PAGE EXTRACT:
--- START ---
The discovery of antibiotics produced by soil fungi and bacteria gave the world life-saving medicine. But new antimicrobials from this resource have become scarce as the threat of drug resistance grows. Now, scientists have started mining lakes and rivers for potential pathogen-fighters, and they've found one from Lake Michigan that is effective against drug-resistant tuberculosis. Their report on the new compound appears in the journal ACS Infectious Diseases.
Brian T. Murphy and colleagues point out that the emergence of drug-resistant strains of Mycobacterium tuberculosis is a serious, global health threat. In 2013, these bacteria caused 210,000 deaths globally and 480,000 infections, of which more than half were in China, India and Russia, according to the World Health Organization. The development of new antibiotics to fight them has not yet yielded an optimal solution.
Despite a few recent successes, scientists are having a hard time finding new candidates from soil-dwelling microbes. Murphy's team wanted to see whether bacteria that live in freshwater—a habitat that has been largely unexplored for this purpose—could be a new source of antibiotics.
The researchers screened an extensive collection of freshwater bacteria metabolites and identified a new compound that stops the growth of M. tuberculosis. In lab tests, the compound worked at least as well as current treatments for tuberculosis, and it inhibited drug-resistant strains.
--- END ---
REQUIRED ACTIONS:
**A)** According to the tuberculosis article, in which journal does the report on the new compound appear?
**B)** Reproduce the tuberculosis article verbatim, starting with "Brian T. Murphy" and going on through "source of antibiotics.".
**C)** State whether each statement agrees with the tuberculosis article, answering yes or no and quoting the words that decide it: (i) In 2013, drug-resistant strains of Mycobacterium tuberculosis caused 210,000 deaths globally. (ii) Freshwater has been widely explored as a habitat for finding antibiotics. (iii) In lab tests, the new compound had no effect on drug-resistant strains.
The data after this point are not needed.

MATERIAL SHOWN:
--- START ---
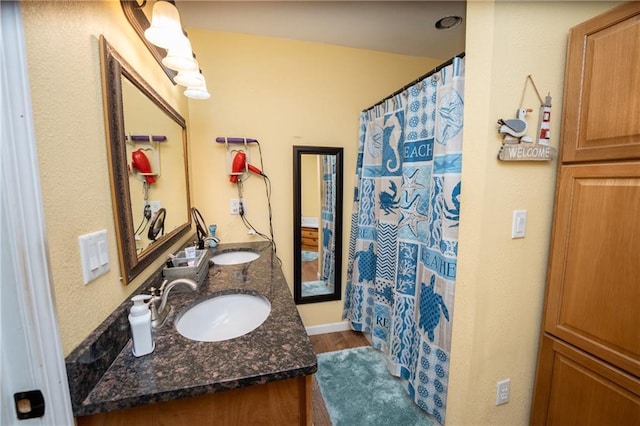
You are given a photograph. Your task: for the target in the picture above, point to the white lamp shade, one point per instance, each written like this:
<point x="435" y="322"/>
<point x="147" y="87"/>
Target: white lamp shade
<point x="189" y="78"/>
<point x="180" y="58"/>
<point x="165" y="30"/>
<point x="199" y="92"/>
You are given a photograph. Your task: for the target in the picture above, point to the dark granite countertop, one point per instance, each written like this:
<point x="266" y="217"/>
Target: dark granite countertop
<point x="179" y="367"/>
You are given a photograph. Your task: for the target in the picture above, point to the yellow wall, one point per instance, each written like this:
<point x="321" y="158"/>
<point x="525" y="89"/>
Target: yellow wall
<point x="500" y="281"/>
<point x="283" y="93"/>
<point x="64" y="73"/>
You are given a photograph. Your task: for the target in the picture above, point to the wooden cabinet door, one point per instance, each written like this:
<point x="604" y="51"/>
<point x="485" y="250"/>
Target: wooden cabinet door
<point x="593" y="295"/>
<point x="601" y="112"/>
<point x="577" y="389"/>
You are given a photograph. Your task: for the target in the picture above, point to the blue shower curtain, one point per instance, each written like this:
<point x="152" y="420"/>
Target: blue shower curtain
<point x="328" y="218"/>
<point x="404" y="232"/>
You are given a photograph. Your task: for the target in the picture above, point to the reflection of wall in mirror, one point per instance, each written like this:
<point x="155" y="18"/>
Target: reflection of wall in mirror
<point x="310" y="174"/>
<point x="143" y="117"/>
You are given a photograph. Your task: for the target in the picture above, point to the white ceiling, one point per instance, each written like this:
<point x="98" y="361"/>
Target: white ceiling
<point x="403" y="27"/>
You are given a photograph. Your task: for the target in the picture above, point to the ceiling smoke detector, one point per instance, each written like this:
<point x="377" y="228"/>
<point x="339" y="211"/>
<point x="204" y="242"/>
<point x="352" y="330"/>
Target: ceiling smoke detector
<point x="448" y="22"/>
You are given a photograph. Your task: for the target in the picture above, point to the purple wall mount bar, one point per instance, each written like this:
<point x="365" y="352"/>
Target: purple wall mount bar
<point x="145" y="138"/>
<point x="235" y="140"/>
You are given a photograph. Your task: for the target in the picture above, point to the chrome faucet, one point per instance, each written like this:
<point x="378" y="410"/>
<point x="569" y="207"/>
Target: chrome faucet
<point x="159" y="308"/>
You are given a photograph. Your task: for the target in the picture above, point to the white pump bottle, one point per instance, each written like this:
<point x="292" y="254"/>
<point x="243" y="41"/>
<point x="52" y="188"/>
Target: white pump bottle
<point x="140" y="321"/>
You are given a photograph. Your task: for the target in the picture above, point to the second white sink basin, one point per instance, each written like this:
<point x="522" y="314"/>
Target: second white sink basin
<point x="234" y="257"/>
<point x="223" y="317"/>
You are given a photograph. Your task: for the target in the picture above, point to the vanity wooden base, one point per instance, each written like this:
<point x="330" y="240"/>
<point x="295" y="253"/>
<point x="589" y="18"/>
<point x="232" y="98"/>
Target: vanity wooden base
<point x="285" y="402"/>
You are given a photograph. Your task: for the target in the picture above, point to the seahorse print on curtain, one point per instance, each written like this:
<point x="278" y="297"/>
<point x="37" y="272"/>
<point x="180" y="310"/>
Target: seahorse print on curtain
<point x="403" y="246"/>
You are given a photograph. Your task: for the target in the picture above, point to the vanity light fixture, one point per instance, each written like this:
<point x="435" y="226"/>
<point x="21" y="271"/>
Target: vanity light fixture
<point x="448" y="22"/>
<point x="165" y="30"/>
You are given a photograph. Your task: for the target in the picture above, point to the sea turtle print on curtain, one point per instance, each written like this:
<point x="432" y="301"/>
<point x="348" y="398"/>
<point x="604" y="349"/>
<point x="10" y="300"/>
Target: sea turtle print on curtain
<point x="403" y="246"/>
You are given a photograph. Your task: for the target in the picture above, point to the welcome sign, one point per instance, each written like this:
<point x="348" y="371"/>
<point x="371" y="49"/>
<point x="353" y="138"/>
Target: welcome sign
<point x="524" y="151"/>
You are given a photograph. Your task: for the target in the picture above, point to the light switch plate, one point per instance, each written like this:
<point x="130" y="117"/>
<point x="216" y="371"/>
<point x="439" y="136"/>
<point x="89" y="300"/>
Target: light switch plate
<point x="519" y="224"/>
<point x="94" y="255"/>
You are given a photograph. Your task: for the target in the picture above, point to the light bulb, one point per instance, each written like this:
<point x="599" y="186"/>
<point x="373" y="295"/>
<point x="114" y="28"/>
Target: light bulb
<point x="189" y="78"/>
<point x="165" y="30"/>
--- END ---
SOLUTIONS FOR EACH TASK:
**A)** ACS Infectious Diseases.

**B)**
Brian T. Murphy and colleagues point out that the emergence of drug-resistant strains of Mycobacterium tuberculosis is a serious, global health threat. In 2013, these bacteria caused 210,000 deaths globally and 480,000 infections, of which more than half were in China, India and Russia, according to the World Health Organization. The development of new antibiotics to fight them has not yet yielded an optimal solution.
Despite a few recent successes, scientists are having a hard time finding new candidates from soil-dwelling microbes. Murphy's team wanted to see whether bacteria that live in freshwater—a habitat that has been largely unexplored for this purpose—could be a new source of antibiotics.

**C)**
(i) Yes: "In 2013, these bacteria caused 210,000 deaths globally"
(ii) No: "a habitat that has been largely unexplored for this purpose"
(iii) No: "it inhibited drug-resistant strains"